| TEXT BLOCK |

»»

Excel is based on rows and columns containing data values. These readily provide a visual look at your data. But the true power of Excel lies in formulas. Formulas help you perform calculations, analyze values, and streamline your work. While they can take countless forms, formulas share the same basic framework. Let’s learn **how to write a formula in Microsoft Excel.**

## How to Write a Formula in Microsoft Excel

Want to know the foundation of every single formula in Microsoft Excel? The equal **=** sign. That’s right – it’s the first step in every single formula that you will ever write in Microsoft Excel. No formula can operate without it. In essence, it tells Excel that any inputs following it represent a formula. In other words, the **=** is always the first character in any formula.

Formulas exist within individual cells, but as you’ll soon see, they don’t necessarily stand alone. Formulas can reference other cells, other worksheets, and even completely separate Excel spreadsheet files! They vary in complexity, but all start with the tried-and-true **=** sign.

Let’s build a very basic formula without cell references. Pick any cell in your spreadsheet, and click into it. As you just learned, type an **=** sign. To keep it simple, let’s just add **2 + 2. **Type **2**, then add your operator, which is the** +** sign. Then, type another **2**. That’s it! You’ve just written your very first formula:

=2+2

Notice that your formula actually appears in two places – within the cell where you typed it, and then in the formula bar on Excel’s ribbon. The formula bar is the best place to make changes to formulas after you’ve typed them in. You can click into it, then move your cursor (or arrow keys) to navigate to a certain place in your formula to make changes.

When you’ve finished typing your formula, you’ll need to hit Enter on your keyboard. Excel will perform the calculations contained in the formula, and you’ll see that your cell now contains the solution value, **4**. But the formula bar still lists the actual formula, not merely its solution.

Now, imagine that you have existing values on your spreadsheet that you want to use in a formula. For example, you want to multiply cell **B1** by cell **B2**, and then by cell **D3**. Since the values are already typed in, there’s no need to retype them all in a separate cell to perform this math. Instead, you can write a formula with cell references.

««

| THE DATA |

»»

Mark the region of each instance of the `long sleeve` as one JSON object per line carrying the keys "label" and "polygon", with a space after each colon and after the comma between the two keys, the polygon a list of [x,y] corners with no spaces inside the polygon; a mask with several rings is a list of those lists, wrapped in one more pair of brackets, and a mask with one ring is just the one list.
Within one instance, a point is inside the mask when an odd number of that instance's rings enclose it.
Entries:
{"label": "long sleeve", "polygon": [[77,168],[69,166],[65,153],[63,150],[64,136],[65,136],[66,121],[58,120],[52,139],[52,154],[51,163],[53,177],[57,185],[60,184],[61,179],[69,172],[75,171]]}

««

| EXERCISE SET |
• a. From the text on writing Excel formulas, extract the passage from "Now, imagine that" up to and including "with cell references.", copied word for word.
• b. Answer these questions using the text on writing Excel formulas:
(i) What character comes first in every Excel formula?
(ii) Apart from the cell where it is typed, where else does a formula appear?
(iii) What value does the cell show after the formula =2+2 is entered?

| TASK-BY-TASK OUTPUTS |
• a.
Now, imagine that you have existing values on your spreadsheet that you want to use in a formula. For example, you want to multiply cell **B1** by cell **B2**, and then by cell **D3**. Since the values are already typed in, there’s no need to retype them all in a separate cell to perform this math. Instead, you can write a formula with cell references.

• b.
(i) The equal sign (=).
(ii) In the formula bar on Excel's ribbon.
(iii) 4.